Decades later. since the world also started dreaming about the advantages of magnetic levitation if it really could be made to work, there was actually a stub of a mag-lev system running to the Shanghai Airport. And now we have train speed records being set in Japan.
But let me issue a warning, folks! IT WAS ON A TEST TRACK!!!
Yes, the hot dream of train experts is still not quite here as a regular train service. And so, the grandiose Conservative announcements  of 1972 still have not been fulfilled with regular mag lev service over any distance longer than a midway ride.
It might seem a long time but, after all, this was a political promise, and they take a very long time to come true in Canada, and never, it seems, in the United States where failed process is still their most important product.
I write as  someone who wanted it to work, even though the transportation engineers working for Queen's Park would say I had a funny way of showing my support. It was just they fibbed about every tiny success.

SNAPPED ELASTIC SYMBOLISM


WHAT QUALITY CONTROL??????

You use an elastic band these days that has been touched by the sun for a few hours and it snaps. To me it's symbolic of the lousy quality control that means everything from your refrigerator to your weed wacker stops working the day after the warranty expires.
I have a regular supply of elastic bands since the newspaper delivery guys use them whenever they don't leave my papers in a puddle or somewhere beyond hailing distance of the porch.
I use the bands to anchor a disabled parking permit in my car. It's a great aid by society to my wife who has trouble walking and I want to make sure the parking vultures see it. I find that two elastics are good for several days if I don't touch them.
I realize that kitchen appliances that used to last forever now blow up after 10 years plus one day. I have come to accept that the computer on which I am typing this seems to be obsolete after a year or two and one sneer from a millennial.
All this bugs me a lot. And thanks to the lousy manufacture of the elastic bands used by the Star and Post, I am reminded regularly of this when a simple elastic band can't stretch in the sun without getting melanoma.
(It also bugs me that there is this evil coalition between the electricity producers and the appliance manufacturers that pump out the propaganda that any device older than a year is a terrible waster of electricity.
You know, almost as much as the smart meters that don't work yet are used to savage me with high bills for an unused cottage.
I inherited a fridge when I bought my house half a century ago (which actually seems just yesterday. ) I used it for 10 years and then it spent several decades as a beer fridge as we bought several replacements which were a lot larger and a lot weaker.)
I know that most Canadian appliances are made by just one company. You would think that with all the practise they would make a better product. They slap different names on them, and the more expensive ones have costlier trim, but are never sturdier for some suspicious reason.
And yet the various provincial and municipal power vultures, which are supposed to care more about the public  than private companies,  encourage us to scrap any old fridge that lasts on the grounds it's a power hog. Well, it takes one to know one!
I remember when an elastic band was sturdy enough to survive a morning of being shot around a public school classroom at any exposed neck, except for the girls of course who tended to tattle when you hit them.
The good old days, when things didn't wear out just after you took them out of the package.

Data extracts -
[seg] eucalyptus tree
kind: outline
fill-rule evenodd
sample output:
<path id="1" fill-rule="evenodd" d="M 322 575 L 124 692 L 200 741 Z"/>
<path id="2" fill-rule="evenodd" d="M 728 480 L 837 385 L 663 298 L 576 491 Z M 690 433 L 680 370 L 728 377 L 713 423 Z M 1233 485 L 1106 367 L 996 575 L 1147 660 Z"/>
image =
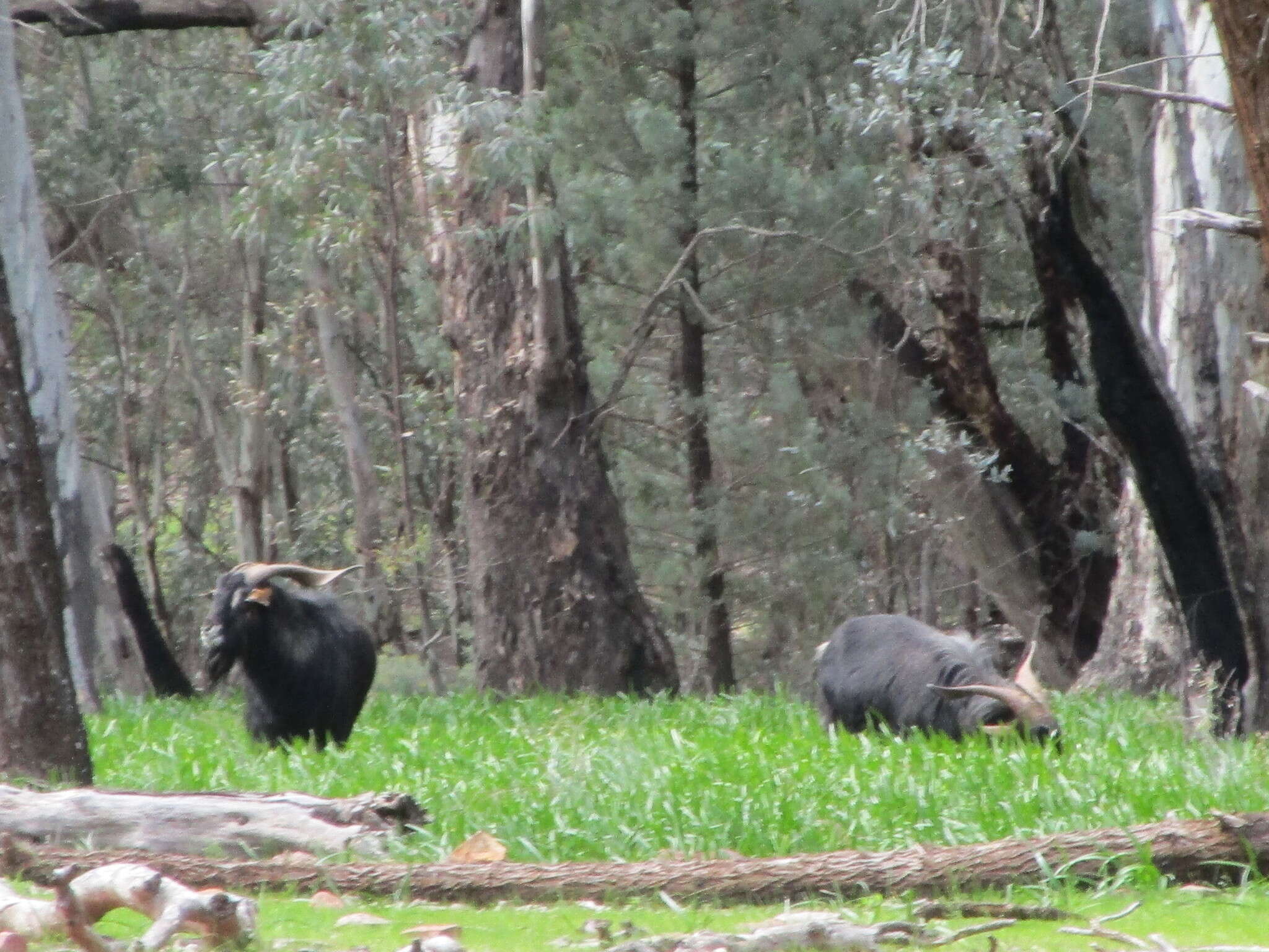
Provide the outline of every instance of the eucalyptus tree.
<path id="1" fill-rule="evenodd" d="M 593 425 L 544 156 L 528 137 L 503 138 L 515 119 L 532 122 L 541 99 L 534 4 L 523 29 L 520 4 L 476 11 L 462 66 L 470 89 L 454 90 L 452 110 L 438 107 L 426 151 L 439 185 L 429 194 L 431 260 L 464 426 L 477 677 L 510 692 L 674 691 L 673 650 L 638 588 Z"/>
<path id="2" fill-rule="evenodd" d="M 63 498 L 48 486 L 62 471 L 48 466 L 46 473 L 47 437 L 41 438 L 28 399 L 19 333 L 18 312 L 29 311 L 33 300 L 48 297 L 51 277 L 38 217 L 32 217 L 38 202 L 6 1 L 0 1 L 0 192 L 5 195 L 0 228 L 6 235 L 0 263 L 0 548 L 5 552 L 0 574 L 0 774 L 91 783 L 88 734 L 76 704 L 62 625 L 66 588 L 49 505 L 52 499 Z M 46 303 L 51 306 L 51 301 Z M 42 369 L 32 367 L 37 373 Z M 46 433 L 48 424 L 46 419 Z M 66 528 L 63 522 L 62 531 Z"/>

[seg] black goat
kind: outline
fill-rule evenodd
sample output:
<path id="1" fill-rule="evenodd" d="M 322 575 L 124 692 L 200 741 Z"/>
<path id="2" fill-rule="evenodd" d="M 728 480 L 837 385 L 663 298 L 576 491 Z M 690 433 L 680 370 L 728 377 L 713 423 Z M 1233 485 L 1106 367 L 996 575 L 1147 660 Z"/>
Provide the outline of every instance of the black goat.
<path id="1" fill-rule="evenodd" d="M 896 732 L 940 731 L 959 739 L 1014 724 L 1032 740 L 1056 739 L 1057 718 L 1028 651 L 1013 680 L 987 647 L 902 614 L 851 618 L 816 650 L 825 727 L 862 731 L 871 721 Z"/>
<path id="2" fill-rule="evenodd" d="M 246 729 L 256 740 L 312 737 L 319 749 L 327 736 L 348 740 L 374 680 L 374 642 L 331 595 L 273 580 L 320 588 L 360 567 L 244 562 L 217 580 L 203 626 L 207 674 L 214 684 L 235 661 L 242 666 Z"/>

Work item - Pull from the post the passage that runs from "SNAPPED ELASTIC SYMBOLISM" to "of the porch.", and copy it word for word. The items are separate material, unrelated to the post.

Response box -
SNAPPED ELASTIC SYMBOLISM


WHAT QUALITY CONTROL??????

You use an elastic band these days that has been touched by the sun for a few hours and it snaps. To me it's symbolic of the lousy quality control that means everything from your refrigerator to your weed wacker stops working the day after the warranty expires.
I have a regular supply of elastic bands since the newspaper delivery guys use them whenever they don't leave my papers in a puddle or somewhere beyond hailing distance of the porch.